__TEXTO DO DOCUMENTO__:

──────

(e contra a União “Foda-se” Europeia)
24/1/2014, [*] Peter Lee, China Matters blog
Traduzido pelo pessoal da Vila Vudu
Catherine Ashton cumprimenta Yulia Timishenko ao final da reunião entre a "nova cúpula" ucraniana e representantes da União Europeia, ontem, 25/2/2014. |
Quando se
falou de um acordo mediado pela União Europeia entre a oposição e o governo na
Ucrânia, achei que Yanukovich conseguira escapar do tiro.
Nada disso.
Ao analisar
as circunstâncias da queda de Yanukovich, é interessante examinar as
maquinações de Victoria Nuland, neoconservadora do Departamento de Estado
(casada com Robert Kagan), a qual, pelo que se vê, recebeu carta branca, de
Obama, para fazer na Ucrânia o que lhe desse na telha.
Considere-se
o seguinte:
Por trás do
já famoso áudio de “Foda-se a União Europeia” vê-se o sentimento, nela, de que
a União Europeia não estava suficientemente confrontacional, contra o governo
ucraniano; sobretudo na questão das sanções.
Para saber
o que seria considerado “suficientemente confrontacional”, considere-se a
matéria da AFP de janeiro
passado, exibida no canal “Yahoo!
Sports” – porque o personagem, Rinat Akhmetov, é proprietário do mais
bem-sucedido time de futebol da Ucrânia:
O homem mais rico da Ucrânia, Rinat Akhmetov,
dono do clube de futebol Shakhtar Donetsk, está tendo influência, possivelmente
decisiva, no impasse na Ucrânia entre forças de segurança e manifestantes.
Akhmetov é, há muito tempo, considerado o
principal aliado do presidente Viktor Yanukovych. Financiou o Partido das
Regiões, atualmente no governo, e que Akhmetov também representou como
deputado, no Parlamento; e vem da mesma região a leste do (rio) Donetsk, a
mesma base eleitoral do presidente.
Mas, numa virada possivelmente crucial, numa
crise que gerava temores de um conflito civil prolongado, Akhmetov distribuiu,
no sábado, uma declaração, em termos fortes, alertando que o uso da força
contra manifestantes era inaceitável e que a única saída possível seriam
negociações.

──────

Entradas do conjunto de dados:

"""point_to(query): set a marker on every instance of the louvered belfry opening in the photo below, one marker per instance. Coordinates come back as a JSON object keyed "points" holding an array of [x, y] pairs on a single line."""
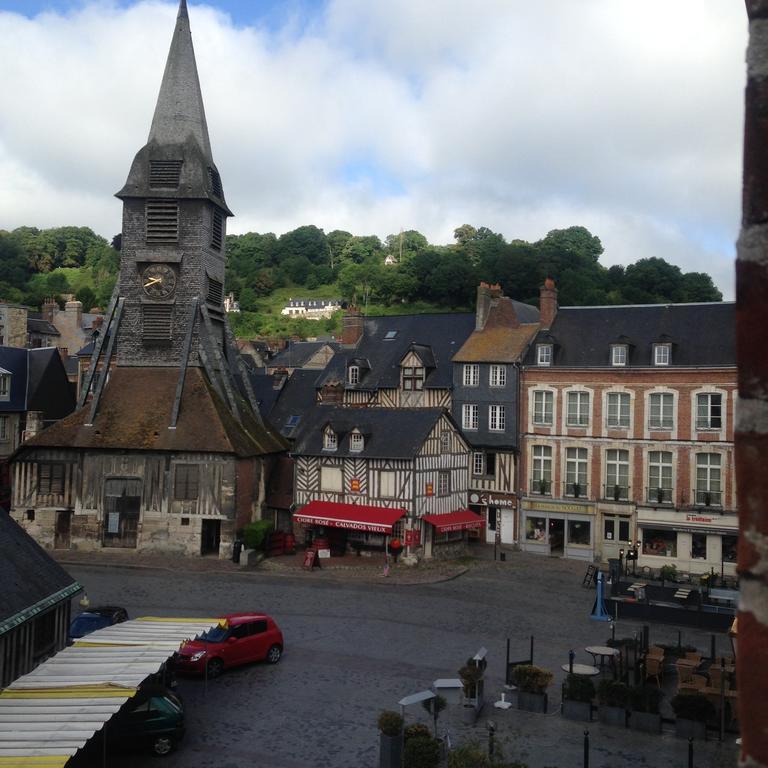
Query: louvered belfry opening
{"points": [[162, 221], [215, 292], [164, 174], [215, 180], [217, 230], [157, 321]]}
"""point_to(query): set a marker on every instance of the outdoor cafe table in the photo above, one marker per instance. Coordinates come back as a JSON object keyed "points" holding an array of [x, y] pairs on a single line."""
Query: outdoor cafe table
{"points": [[586, 670], [606, 653]]}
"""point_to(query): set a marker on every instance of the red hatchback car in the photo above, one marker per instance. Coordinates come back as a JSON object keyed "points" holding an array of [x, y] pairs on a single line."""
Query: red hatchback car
{"points": [[240, 638]]}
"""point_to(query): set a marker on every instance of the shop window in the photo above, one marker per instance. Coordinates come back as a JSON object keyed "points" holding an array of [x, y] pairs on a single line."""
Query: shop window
{"points": [[387, 484], [186, 482], [661, 411], [659, 542], [579, 532], [543, 402], [729, 548], [330, 479], [698, 546], [536, 529], [616, 529], [578, 409], [617, 416], [471, 374], [709, 411]]}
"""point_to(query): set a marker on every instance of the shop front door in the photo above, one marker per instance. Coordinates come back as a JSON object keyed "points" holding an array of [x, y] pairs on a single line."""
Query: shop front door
{"points": [[556, 537]]}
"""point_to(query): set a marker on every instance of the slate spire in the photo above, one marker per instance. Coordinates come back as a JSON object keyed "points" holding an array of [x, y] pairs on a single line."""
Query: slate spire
{"points": [[179, 112]]}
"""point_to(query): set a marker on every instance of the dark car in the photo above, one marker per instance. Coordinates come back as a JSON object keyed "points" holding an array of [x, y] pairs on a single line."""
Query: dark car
{"points": [[95, 618], [240, 638], [152, 719]]}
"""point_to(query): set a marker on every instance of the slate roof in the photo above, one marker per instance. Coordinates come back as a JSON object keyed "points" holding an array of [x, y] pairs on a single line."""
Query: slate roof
{"points": [[295, 401], [298, 353], [130, 419], [38, 325], [390, 433], [700, 334], [38, 382], [443, 334], [28, 575]]}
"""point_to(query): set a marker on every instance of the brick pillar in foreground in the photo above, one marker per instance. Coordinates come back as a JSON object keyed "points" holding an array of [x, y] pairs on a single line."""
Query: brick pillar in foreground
{"points": [[752, 423]]}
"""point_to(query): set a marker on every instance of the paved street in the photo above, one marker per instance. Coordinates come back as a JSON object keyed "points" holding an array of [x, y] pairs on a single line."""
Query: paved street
{"points": [[355, 647]]}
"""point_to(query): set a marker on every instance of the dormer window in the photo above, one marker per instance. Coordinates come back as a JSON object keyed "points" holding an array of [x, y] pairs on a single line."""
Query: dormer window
{"points": [[413, 377], [330, 440], [619, 355], [662, 354]]}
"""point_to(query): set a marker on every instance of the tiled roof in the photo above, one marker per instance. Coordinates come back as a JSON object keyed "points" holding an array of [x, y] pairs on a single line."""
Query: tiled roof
{"points": [[700, 334], [130, 418]]}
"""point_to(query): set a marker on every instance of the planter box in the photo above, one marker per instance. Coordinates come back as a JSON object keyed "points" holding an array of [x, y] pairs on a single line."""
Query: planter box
{"points": [[469, 714], [690, 729], [645, 722], [616, 716], [390, 751], [577, 710], [532, 702]]}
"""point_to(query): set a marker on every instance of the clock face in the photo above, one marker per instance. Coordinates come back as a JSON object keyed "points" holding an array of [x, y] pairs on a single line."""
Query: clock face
{"points": [[158, 281]]}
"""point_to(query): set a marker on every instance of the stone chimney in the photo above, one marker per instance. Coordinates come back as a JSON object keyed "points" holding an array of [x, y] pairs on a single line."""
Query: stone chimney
{"points": [[547, 303], [49, 309], [75, 309], [483, 305], [351, 327]]}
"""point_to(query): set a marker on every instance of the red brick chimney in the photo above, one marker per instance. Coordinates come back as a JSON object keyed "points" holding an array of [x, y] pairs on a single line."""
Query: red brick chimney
{"points": [[547, 303], [351, 327]]}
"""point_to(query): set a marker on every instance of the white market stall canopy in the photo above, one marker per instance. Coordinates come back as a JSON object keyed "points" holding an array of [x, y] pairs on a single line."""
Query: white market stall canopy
{"points": [[50, 713]]}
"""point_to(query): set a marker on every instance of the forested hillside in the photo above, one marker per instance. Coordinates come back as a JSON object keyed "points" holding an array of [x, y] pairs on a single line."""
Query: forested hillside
{"points": [[264, 269]]}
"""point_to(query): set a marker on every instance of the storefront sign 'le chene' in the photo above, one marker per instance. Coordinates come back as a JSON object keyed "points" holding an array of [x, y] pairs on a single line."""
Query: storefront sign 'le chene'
{"points": [[506, 500]]}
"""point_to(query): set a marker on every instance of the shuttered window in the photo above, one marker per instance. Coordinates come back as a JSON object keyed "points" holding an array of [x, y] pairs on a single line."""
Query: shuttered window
{"points": [[156, 325], [162, 221], [164, 174], [186, 482]]}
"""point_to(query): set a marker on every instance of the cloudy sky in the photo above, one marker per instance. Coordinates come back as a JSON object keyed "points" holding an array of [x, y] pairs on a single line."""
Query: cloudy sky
{"points": [[376, 115]]}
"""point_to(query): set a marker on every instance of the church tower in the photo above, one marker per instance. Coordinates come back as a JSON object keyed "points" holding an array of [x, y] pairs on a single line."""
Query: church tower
{"points": [[174, 225]]}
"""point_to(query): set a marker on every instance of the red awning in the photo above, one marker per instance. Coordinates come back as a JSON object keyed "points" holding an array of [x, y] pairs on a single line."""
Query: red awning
{"points": [[356, 517], [454, 521]]}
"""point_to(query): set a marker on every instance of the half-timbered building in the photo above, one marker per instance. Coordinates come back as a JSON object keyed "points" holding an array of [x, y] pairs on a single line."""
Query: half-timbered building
{"points": [[364, 473], [167, 450], [486, 382]]}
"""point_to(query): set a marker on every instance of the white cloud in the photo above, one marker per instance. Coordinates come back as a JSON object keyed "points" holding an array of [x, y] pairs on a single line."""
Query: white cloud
{"points": [[625, 117]]}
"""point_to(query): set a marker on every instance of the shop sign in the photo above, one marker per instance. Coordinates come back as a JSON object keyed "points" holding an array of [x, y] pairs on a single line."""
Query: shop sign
{"points": [[545, 506], [506, 500]]}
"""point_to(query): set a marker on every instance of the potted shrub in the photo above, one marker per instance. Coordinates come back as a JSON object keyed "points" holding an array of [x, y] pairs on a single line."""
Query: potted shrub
{"points": [[421, 752], [692, 710], [390, 739], [613, 698], [578, 693], [531, 682], [471, 675], [644, 701]]}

──────

__O QUE FAZER__: Transcreva o trecho do texto sobre a queda de Yanukovich que se inicia com as palavras "(e contra a" e vai até "desse na telha.", substituindo "carta branca" por "liberdade total".

__RESPOSTA ESPERADA__:
(e contra a União “Foda-se” Europeia)
24/1/2014, [*] Peter Lee, China Matters blog
Traduzido pelo pessoal da Vila Vudu
Catherine Ashton cumprimenta Yulia Timishenko ao final da reunião entre a "nova cúpula" ucraniana e representantes da União Europeia, ontem, 25/2/2014. |
Quando se
falou de um acordo mediado pela União Europeia entre a oposição e o governo na
Ucrânia, achei que Yanukovich conseguira escapar do tiro.
Nada disso.
Ao analisar
as circunstâncias da queda de Yanukovich, é interessante examinar as
maquinações de Victoria Nuland, neoconservadora do Departamento de Estado
(casada com Robert Kagan), a qual, pelo que se vê, recebeu liberdade total, de
Obama, para fazer na Ucrânia o que lhe desse na telha.